■ Supplied material ■
▶
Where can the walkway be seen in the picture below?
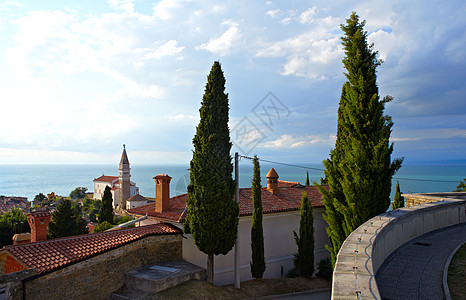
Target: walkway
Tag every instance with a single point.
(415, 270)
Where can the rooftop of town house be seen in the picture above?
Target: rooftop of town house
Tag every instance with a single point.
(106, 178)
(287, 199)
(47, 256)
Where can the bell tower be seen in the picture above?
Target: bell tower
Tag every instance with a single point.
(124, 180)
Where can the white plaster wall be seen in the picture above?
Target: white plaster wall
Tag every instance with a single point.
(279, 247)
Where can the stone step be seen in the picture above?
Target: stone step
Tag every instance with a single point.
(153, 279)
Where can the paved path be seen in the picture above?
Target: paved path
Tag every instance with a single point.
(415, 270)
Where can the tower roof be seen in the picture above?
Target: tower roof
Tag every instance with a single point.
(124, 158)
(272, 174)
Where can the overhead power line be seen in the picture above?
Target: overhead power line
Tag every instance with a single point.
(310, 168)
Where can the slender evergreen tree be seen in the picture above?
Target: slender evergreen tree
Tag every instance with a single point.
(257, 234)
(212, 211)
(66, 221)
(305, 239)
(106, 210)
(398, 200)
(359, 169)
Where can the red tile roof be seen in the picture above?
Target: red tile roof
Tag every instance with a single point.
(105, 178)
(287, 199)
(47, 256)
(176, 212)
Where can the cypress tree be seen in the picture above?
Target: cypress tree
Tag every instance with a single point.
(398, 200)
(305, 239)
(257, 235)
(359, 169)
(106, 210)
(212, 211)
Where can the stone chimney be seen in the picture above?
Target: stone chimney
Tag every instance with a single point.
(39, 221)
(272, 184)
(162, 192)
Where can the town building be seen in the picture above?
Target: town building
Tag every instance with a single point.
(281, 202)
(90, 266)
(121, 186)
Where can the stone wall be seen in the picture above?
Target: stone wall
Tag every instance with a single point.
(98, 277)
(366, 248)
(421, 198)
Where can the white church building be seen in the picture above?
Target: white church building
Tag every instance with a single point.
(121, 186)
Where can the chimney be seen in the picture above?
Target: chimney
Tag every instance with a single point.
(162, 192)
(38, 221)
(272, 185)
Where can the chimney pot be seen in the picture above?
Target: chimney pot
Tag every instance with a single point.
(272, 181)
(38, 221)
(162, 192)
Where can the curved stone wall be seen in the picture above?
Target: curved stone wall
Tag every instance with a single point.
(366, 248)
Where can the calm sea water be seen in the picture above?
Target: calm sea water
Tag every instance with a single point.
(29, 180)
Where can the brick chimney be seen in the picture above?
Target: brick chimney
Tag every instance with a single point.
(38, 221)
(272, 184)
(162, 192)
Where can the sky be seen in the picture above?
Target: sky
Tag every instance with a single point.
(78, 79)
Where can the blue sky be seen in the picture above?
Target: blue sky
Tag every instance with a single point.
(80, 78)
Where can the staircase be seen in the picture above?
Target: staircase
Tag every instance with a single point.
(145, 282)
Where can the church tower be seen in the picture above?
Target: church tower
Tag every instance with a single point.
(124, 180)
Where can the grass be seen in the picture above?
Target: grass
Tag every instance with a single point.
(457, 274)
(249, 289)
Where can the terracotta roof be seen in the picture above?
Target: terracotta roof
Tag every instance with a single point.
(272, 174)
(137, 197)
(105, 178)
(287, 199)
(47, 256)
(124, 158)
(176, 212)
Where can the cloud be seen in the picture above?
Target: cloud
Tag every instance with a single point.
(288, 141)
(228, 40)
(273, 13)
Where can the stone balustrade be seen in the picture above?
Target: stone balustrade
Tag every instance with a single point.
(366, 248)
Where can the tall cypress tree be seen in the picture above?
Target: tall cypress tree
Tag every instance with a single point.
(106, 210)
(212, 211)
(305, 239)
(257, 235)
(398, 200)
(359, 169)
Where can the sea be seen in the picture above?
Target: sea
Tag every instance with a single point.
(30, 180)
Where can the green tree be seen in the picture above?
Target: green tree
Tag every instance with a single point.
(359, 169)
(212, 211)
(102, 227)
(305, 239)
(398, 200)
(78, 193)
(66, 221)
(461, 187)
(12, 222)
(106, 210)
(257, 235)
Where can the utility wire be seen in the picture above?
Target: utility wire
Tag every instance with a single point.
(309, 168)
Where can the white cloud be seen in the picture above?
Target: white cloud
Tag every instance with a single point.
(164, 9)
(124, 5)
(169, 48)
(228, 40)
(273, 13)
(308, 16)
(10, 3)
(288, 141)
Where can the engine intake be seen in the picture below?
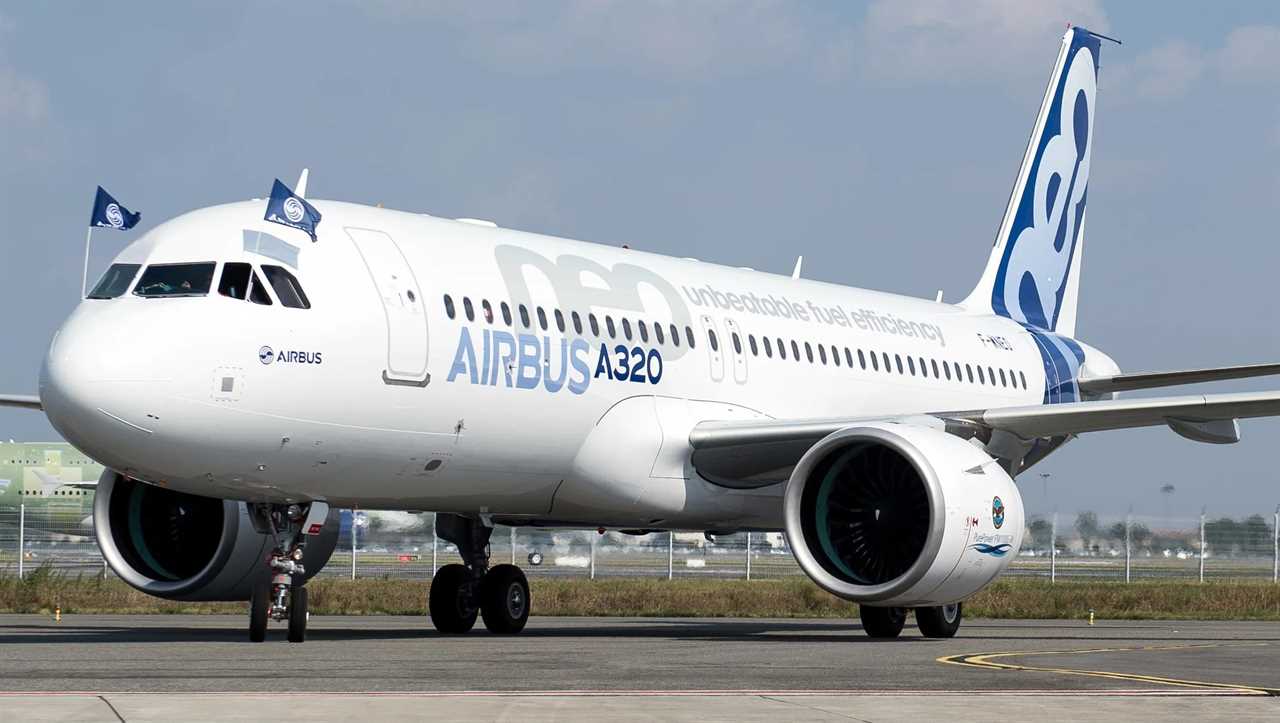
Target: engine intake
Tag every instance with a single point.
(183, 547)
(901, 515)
◀
■ Requirements ■
Set down every one of the lines above again, word for word, and leave the pictures out.

■ Exercise solution ■
Where can the walkway be seen in the picture below?
Target: walkway
Tag every instance with a single point.
(415, 270)
Where can the rooftop of town house be seen in the picture above?
Target: rooftop of town house
Tag every instance with a single point.
(106, 178)
(287, 199)
(47, 256)
Where can the bell tower be seen in the picture above?
Target: bell tower
Tag every instance with a single point.
(124, 180)
Where can the white plaster wall be seen in the picture above?
Target: white plaster wall
Tag every instance with a single point.
(279, 247)
Where can the stone step be seen in the picture above?
Target: stone step
Tag every instance with a single point.
(153, 279)
Where can the paved path be seen in the picture above?
Target: paved path
Tag every instance with a single point.
(415, 270)
Where can the tower roof be seen in the picture above?
Target: tower roof
Tag every instance with a single point.
(124, 158)
(272, 174)
Where can the overhead power line be seen in the picture above?
Target: overhead power line
Tag every instance with a single point.
(310, 168)
Where can the slender evergreen tree be seen in the picture above?
Target: slender evergreen tree
Tag every instance with a single point.
(257, 234)
(212, 211)
(66, 221)
(305, 239)
(106, 210)
(398, 200)
(359, 169)
Where can the red tile roof be seen in the picture above?
Target: red tile roof
Tag every instance with a single point.
(105, 178)
(287, 199)
(47, 256)
(176, 212)
Where can the cypress tree be seen in the picture above?
Target: cypress tree
Tag every instance with a single point.
(398, 200)
(305, 239)
(257, 235)
(359, 169)
(106, 210)
(212, 211)
Where can the stone chimney be seen in the picture above?
Target: stone chimney
Tag every instance with a single point.
(39, 221)
(272, 184)
(162, 192)
Where can the town building be seen in the picture above?
Target: town building
Tag every instance with a single point.
(281, 202)
(90, 266)
(121, 186)
Where can the stone wall be seen in the picture above?
Target: stone wall
Tag every instance with a single point.
(98, 277)
(366, 248)
(421, 198)
Where can the white church building be seen in the picture above?
Target: white church building
Tag every instance with a single point.
(121, 186)
Where can the chimney be seen in the picture above?
Target: chimney
Tag every instance with a single point.
(162, 192)
(38, 221)
(272, 185)
Where can the chimney pot be seen in the picture above?
Target: chimney pot
Tag every instance with a single point.
(272, 181)
(38, 221)
(162, 192)
Where can the curved stone wall be seen in the picture above?
Target: curved stone wall
Tag every instance with a single point.
(366, 248)
Where can the calm sea water be seen in the picture above?
Target: calm sea water
Tag every instance with a single point.
(29, 180)
Where can the brick chimney be seen in the picture above?
Target: brick chimney
Tag every instance with a single point.
(38, 221)
(272, 184)
(162, 192)
Where can the sky be seen in the picture above?
Target: sky
Tag every instance with a single point.
(78, 79)
Where can the blue sky be seen in the picture above?
Target: blue sky
Tag every instance with a single point.
(80, 78)
Where can the staircase be seen in the picture above?
Target: staircase
Tag every instance with a single point.
(145, 282)
Where can the church tower be seen in the picture above?
Target: church tower
Tag every instance with a single point.
(124, 180)
Where can the grass be seen in the picture above?
Target: grass
Tag every instance with a single point.
(457, 274)
(249, 289)
Where can the terracotta roof be seen in the picture above?
Target: terracotta roof
Tag every instance with a single point.
(272, 174)
(137, 197)
(105, 178)
(287, 199)
(47, 256)
(124, 158)
(176, 212)
Where can the cloud be seen in the picture above?
Target: cloud
Tag every instance with a single point.
(288, 141)
(228, 40)
(273, 13)
Where can the stone balustrade be seen in the picture above?
Target: stone balustrade
Tag every instance with a single point.
(366, 248)
Where can the tall cypress tree be seen in the picture above?
Target: tall cypress tree
Tag every instance with a single point.
(106, 210)
(212, 211)
(305, 239)
(257, 235)
(398, 200)
(359, 169)
Where can the sea be seen in the picture above?
Target: sea
Tag every instance with a single point.
(30, 180)
Where can the green tree be seen in the picture above?
Target: green tree
Tag every instance with a single point.
(359, 169)
(212, 211)
(102, 227)
(305, 239)
(398, 200)
(78, 193)
(66, 221)
(461, 187)
(12, 222)
(106, 210)
(257, 235)
Where can the utility wire be seen in the picture above?
Target: utility wire
Tag every instance with a single point.
(309, 168)
Where can the white cloud be seen in the picture above?
Target: white cloud
Tag every instance with a single point.
(164, 9)
(124, 5)
(169, 48)
(228, 40)
(273, 13)
(308, 16)
(10, 3)
(288, 141)
Where can the engine intake be seen in the picture below?
Target: engine intake
Tag every instance with a single point.
(183, 547)
(901, 515)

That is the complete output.